(Stored dataset items)
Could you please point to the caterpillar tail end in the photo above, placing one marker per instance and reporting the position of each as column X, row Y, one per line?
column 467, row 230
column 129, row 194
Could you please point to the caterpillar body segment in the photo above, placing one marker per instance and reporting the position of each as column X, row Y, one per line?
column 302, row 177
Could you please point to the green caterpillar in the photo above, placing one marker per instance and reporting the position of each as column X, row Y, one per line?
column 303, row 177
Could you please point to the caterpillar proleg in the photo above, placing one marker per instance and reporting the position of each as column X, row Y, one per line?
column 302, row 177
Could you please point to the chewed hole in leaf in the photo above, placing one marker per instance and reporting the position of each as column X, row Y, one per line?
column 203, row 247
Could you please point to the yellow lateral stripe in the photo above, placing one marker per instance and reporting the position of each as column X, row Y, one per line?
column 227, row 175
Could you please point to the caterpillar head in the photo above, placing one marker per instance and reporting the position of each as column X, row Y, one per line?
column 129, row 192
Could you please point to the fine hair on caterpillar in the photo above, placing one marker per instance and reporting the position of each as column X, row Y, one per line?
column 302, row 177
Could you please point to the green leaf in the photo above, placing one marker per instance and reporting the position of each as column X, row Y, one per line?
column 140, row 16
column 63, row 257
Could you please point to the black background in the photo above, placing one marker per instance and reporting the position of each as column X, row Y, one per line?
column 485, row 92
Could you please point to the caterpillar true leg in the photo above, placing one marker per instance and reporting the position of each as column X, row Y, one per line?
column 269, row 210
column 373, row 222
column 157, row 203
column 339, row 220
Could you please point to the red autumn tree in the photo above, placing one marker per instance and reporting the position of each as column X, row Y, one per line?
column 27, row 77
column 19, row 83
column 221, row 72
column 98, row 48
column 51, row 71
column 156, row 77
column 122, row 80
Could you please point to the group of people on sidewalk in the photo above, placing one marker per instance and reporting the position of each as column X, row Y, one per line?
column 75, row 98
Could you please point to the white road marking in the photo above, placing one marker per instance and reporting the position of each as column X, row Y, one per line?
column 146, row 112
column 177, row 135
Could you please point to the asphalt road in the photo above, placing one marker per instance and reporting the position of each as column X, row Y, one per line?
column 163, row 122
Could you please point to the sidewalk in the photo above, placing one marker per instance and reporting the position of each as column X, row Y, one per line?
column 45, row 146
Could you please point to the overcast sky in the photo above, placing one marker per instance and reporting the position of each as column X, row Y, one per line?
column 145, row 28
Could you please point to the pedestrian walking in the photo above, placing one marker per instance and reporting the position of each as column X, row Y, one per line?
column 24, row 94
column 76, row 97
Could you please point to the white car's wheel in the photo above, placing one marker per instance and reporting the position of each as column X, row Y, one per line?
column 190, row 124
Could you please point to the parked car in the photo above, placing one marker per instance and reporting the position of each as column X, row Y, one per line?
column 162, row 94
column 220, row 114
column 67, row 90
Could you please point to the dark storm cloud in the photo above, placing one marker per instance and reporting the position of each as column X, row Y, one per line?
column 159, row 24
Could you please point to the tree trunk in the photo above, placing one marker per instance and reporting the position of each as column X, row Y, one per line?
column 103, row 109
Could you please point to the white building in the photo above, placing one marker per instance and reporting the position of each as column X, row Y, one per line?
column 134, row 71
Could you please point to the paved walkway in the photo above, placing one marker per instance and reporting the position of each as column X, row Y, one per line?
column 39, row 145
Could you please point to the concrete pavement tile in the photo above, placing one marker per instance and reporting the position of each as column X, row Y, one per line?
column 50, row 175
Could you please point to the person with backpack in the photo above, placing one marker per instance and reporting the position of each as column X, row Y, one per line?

■ Aim of the task: Each entry above needs to be output exactly.

■ Answer section:
Could you please point to the caterpillar tail end in the photo above, placing one marker per instance and reporting the position of each as column X, row Y, one per line?
column 467, row 230
column 129, row 194
Could you please point to the caterpillar body segment in the photo above, placing one marker per instance and reporting the position of each as column X, row Y, one per line?
column 302, row 177
Could you please point to the green caterpillar in the photo above, placing one marker per instance and reporting the position of each as column X, row Y, one per line?
column 303, row 177
Could you please point to the caterpillar proleg in the photo above, placing one marker per instance and reporting the position of each as column X, row Y, one per line?
column 302, row 177
Could you please point to the chewed hole in leaf in the photo above, placing one marker per instance and reporting the position of each as column X, row Y, one per line?
column 203, row 247
Could you please point to the yellow lateral stripe in the photo above, placing one marker per instance and reporting the position of each as column X, row Y, one per line?
column 227, row 175
Could you please point to the caterpillar head in the photo above, placing one marker per instance and reporting the position of each as column X, row Y, one per line?
column 129, row 192
Could you please point to the fine hair on caterpillar in the photo above, placing one marker per instance and reporting the position of each as column X, row Y, one per line?
column 302, row 177
Could you please point to the green leaf in the photo above, placing one marker per instance and reporting the position of each as column X, row Y, one per line?
column 140, row 16
column 63, row 257
Could you please point to the black background in the photo above, placing one marker per instance and reporting the position of each as column X, row Y, one per line?
column 485, row 92
Could you please point to the caterpillar true leg in the photo above, placing one marker per instance and reporting the position of each as column X, row Y, one per line?
column 269, row 210
column 373, row 222
column 157, row 203
column 339, row 220
Could you please point to the red autumn tree in the photo above, placing one marker per instance and reporting the position of each as column X, row Y, one per line?
column 27, row 77
column 19, row 83
column 221, row 72
column 98, row 48
column 51, row 71
column 156, row 77
column 122, row 80
Could you please point to the group of people on sidewalk in the photo above, placing one marker per instance and reporting the position of each as column X, row Y, one per line?
column 75, row 98
Could you please point to the white road marking in the photo above, placing one marker per instance and reporting the position of each as column X, row Y, one per line?
column 146, row 112
column 177, row 135
Could you please point to the asphalt road in the photo above, placing one marker per instance and reporting the position of each as column X, row Y, one per line?
column 163, row 122
Could you please point to the sidewalk in the photo above, placing one marker per instance and reporting the position of each as column X, row Y, one per line?
column 45, row 146
Could you please point to the overcast sky in the photo above, placing one marker per instance and reporting the position of each as column X, row Y, one per line?
column 145, row 28
Could you please point to the pedestrian walking in the photo above, placing one marker per instance and reporting the position of each as column X, row Y, one per line?
column 24, row 94
column 76, row 97
Could you please point to the white car's wheel in the photo above, placing one marker per instance and reporting the position of each as column X, row Y, one per line?
column 190, row 124
Could you please point to the parked car in the photo above, placing one marker per instance and reporting the position of each as column X, row Y, one per line?
column 162, row 94
column 220, row 114
column 67, row 90
Could you please point to the dark storm cloud in the photo above, placing one marker per instance and reporting the position of each as column X, row Y, one per line?
column 159, row 24
Could you please point to the tree trunk in the photo above, placing one marker per instance and reporting the position of each as column X, row Y, one per line?
column 103, row 109
Could you please point to the white building in the photo above, placing one marker per instance and reporting the position of each as column X, row Y, one per line?
column 134, row 71
Could you please point to the paved walkway in the photo above, placing one marker per instance and reporting the position of each as column X, row Y, one per line?
column 39, row 145
Could you please point to the concrete pavement tile in the photo above, placing one marker per instance and reporting the position of each as column X, row Y, one per line?
column 50, row 175
Could you please point to the person with backpack in the photo above, placing one marker per instance and reporting the position of each as column X, row Y, one per line?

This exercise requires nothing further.